■ **COMPLETA QUANTO SEGUE**
- 1) Cita parola per parola il tratto dell'articolo sulla missione in Libano che comincia con le parole contenenti "Prosegue la missione" e finisce con "partnership di WeWorld-GVC.".
- 2) Secondo l'articolo sulla missione in Libano, le seguenti affermazioni sono vere? Rispondi sì o no a ciascuna e riporta le parole dell'articolo che lo dimostrano. (a) Il progetto è finanziato dall'Agenzia Italiana di Cooperazione allo Sviluppo. (b) La prima formazione si è conclusa sabato 27 settembre. (c) L'ultima missione precedente risaliva a cinque anni prima.
══ BRANO DA LEGGERE ══
Progetti

Far parlare i corpi: il diario di Loredana Barra dal Libano

Prosegue la missione Uisp nel nord del Libano, nell'ambito del progetto “Ana Kamen (Phase 2)". Ecco il racconto delle ultime giornate di formazione

 

Loredana Barra, presidente Uisp Sardegna e responsabile Formazione e sviluppo Uisp, e Vincenzo Spadaro, operatore Uisp Iblei, sono nella località di Kobayat, nel nord del Libano, per la prima missione del progetto “Ana Kamen (Phase 2)". Obiettivo del viaggio è promuovere l’accesso a servizi educativi inclusivi e di qualità per i bambini libanesi vulnerabili e i rifugiati, promuovendo l’inclusione educativa e sociale delle ragazze e dei ragazzi in quattro scuole pubbliche libanesi. Il progetto è finanziato dall’AICS-Agenzia Italiana di Cooperazione allo Sviluppo e con la partnership di WeWorld-GVC. 

L’Uisp, attraverso i suoi operatori qualificati ed utilizzando lo sport ed il movimento come strumenti, realizzerà missioni in loco volte a migliorare la consapevolezza e le conoscenze degli insegnanti per promuovere l’inclusione sociale ed educativa delle persone svantaggiate.

Continuiamo a seguire il viaggio Uisp con il racconto in prima persona di Loredana Barra e Vincenzo Spadaro (leggi la prima puntata).

"Siamo arrivati al primo giro di boa della missione. Oggi (domenica 28 settembre) è terminata la prima formazione dedicata alle persone che, all’interno della comunità di Al Machha, si occupano dell'educazione di bambini e bambine.
Siamo nel nord del paese, nella zona di Akkar, a pochi km dalla Siria, una zona che ospita un numero non censito, ma altissimo, di sfollati. Prima di iniziare il training abbiamo osservato una realtà che oggi, a distanza di 5 anni dall'ultima missione, ci arriva come un forte pugno nello stomaco: la guerra, gli attacchi coi droni che persistono al sud, la tensione che percepiamo dai nostri partner in ogni spostamento, il sospiro di sollievo quando rientriamo alla base, la crisi economica e sociale, il popolo in ginocchio e un welfare su base confessionale che spazza via il valore del welfare su base sociale.
═══
══ DATI GREZZI ══
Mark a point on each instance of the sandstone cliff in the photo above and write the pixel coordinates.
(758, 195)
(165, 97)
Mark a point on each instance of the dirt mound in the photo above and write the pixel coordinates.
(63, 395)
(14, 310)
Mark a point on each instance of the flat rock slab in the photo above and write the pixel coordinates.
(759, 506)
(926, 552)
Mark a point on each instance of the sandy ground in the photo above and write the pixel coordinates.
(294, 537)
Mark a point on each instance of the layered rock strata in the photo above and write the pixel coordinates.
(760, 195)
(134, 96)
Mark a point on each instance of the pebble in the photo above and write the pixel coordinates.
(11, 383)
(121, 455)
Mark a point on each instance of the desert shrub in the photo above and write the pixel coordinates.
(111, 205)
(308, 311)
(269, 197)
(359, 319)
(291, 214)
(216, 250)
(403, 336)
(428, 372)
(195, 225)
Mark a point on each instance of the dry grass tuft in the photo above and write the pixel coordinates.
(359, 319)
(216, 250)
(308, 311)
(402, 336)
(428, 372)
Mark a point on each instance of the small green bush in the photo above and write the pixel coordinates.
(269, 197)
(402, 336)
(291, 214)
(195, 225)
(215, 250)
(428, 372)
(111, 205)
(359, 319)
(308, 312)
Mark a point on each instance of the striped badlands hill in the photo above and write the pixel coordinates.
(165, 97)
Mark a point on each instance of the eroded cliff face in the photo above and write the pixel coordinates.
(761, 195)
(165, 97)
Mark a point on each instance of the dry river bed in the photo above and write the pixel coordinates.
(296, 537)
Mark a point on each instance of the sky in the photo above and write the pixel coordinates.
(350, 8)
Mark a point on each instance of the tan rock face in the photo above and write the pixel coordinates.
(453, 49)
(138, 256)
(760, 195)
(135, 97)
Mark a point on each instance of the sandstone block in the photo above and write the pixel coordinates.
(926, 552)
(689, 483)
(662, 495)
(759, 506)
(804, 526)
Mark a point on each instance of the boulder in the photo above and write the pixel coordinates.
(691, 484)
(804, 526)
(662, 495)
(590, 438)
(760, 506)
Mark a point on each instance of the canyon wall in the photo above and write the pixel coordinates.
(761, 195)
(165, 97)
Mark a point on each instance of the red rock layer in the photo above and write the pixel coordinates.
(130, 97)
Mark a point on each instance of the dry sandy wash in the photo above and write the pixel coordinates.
═══
■ **RISPOSTE QUI SOTTO**
- 1)
Prosegue la missione Uisp nel nord del Libano, nell'ambito del progetto “Ana Kamen (Phase 2)". Ecco il racconto delle ultime giornate di formazione

 

Loredana Barra, presidente Uisp Sardegna e responsabile Formazione e sviluppo Uisp, e Vincenzo Spadaro, operatore Uisp Iblei, sono nella località di Kobayat, nel nord del Libano, per la prima missione del progetto “Ana Kamen (Phase 2)". Obiettivo del viaggio è promuovere l’accesso a servizi educativi inclusivi e di qualità per i bambini libanesi vulnerabili e i rifugiati, promuovendo l’inclusione educativa e sociale delle ragazze e dei ragazzi in quattro scuole pubbliche libanesi. Il progetto è finanziato dall’AICS-Agenzia Italiana di Cooperazione allo Sviluppo e con la partnership di WeWorld-GVC.

- 2)
(a) Sì: "Il progetto è finanziato dall’AICS-Agenzia Italiana di Cooperazione allo Sviluppo".
(b) No: "Oggi (domenica 28 settembre) è terminata la prima formazione".
(c) Sì: "a distanza di 5 anni dall'ultima missione".